WHAT IS BEING ASKED
Please copy out the entries below exactly, beginning with the line that contains "Target: tree trunk in background" and ending with the line that contains "Target: brown dried leaf", and include nothing outside that span.
━━━━━━━━━━
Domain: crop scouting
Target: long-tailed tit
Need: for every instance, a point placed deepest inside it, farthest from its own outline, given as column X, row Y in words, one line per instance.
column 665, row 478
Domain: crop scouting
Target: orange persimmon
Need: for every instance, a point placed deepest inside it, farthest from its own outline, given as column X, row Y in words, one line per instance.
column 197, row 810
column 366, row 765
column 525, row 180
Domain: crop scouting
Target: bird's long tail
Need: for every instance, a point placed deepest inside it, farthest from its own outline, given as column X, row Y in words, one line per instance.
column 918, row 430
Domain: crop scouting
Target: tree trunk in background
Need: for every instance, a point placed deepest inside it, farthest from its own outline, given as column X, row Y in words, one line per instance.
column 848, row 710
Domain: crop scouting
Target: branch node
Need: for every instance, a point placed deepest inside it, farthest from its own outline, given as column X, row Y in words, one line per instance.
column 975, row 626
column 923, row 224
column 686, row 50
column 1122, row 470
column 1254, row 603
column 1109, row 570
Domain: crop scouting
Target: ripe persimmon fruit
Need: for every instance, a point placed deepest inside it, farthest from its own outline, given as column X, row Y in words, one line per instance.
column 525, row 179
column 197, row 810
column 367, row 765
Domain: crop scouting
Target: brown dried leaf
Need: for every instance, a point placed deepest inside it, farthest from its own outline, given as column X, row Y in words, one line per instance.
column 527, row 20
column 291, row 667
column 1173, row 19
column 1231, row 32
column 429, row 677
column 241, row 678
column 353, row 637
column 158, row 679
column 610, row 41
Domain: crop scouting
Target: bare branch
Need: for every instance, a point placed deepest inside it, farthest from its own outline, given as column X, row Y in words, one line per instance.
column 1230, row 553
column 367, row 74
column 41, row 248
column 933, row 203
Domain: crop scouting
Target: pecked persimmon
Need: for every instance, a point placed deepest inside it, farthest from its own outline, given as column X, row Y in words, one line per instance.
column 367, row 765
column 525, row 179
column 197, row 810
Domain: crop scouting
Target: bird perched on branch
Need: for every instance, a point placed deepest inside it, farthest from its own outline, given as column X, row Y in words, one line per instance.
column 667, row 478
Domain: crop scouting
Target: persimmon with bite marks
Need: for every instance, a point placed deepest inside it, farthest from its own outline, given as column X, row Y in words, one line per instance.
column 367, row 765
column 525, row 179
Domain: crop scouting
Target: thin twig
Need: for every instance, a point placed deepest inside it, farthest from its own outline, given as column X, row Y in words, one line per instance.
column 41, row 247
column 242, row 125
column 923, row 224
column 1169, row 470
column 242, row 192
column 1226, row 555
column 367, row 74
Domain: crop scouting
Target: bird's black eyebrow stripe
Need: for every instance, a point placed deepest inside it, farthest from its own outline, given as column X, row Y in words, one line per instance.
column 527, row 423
━━━━━━━━━━
RESULT BELOW
Target: tree trunk in background
Need: for every instance, a point placed deepest inside it, farthest from its own outline, given as column X, row Y in words, one line per instance.
column 848, row 710
Domain: crop scouting
Target: branch node
Need: for every instance, a point placed deepest inside it, farthest from its own outline, given as column X, row Y in words, one line per instance.
column 975, row 626
column 923, row 224
column 686, row 50
column 1122, row 470
column 1254, row 603
column 1109, row 570
Domain: crop scouting
Target: ripe persimmon fruit
Need: for every instance, a point placed deepest inside it, farthest from its own outline, given as column X, row Y in words, one line per instance.
column 525, row 179
column 197, row 810
column 367, row 765
Domain: crop scouting
Target: brown dried leaf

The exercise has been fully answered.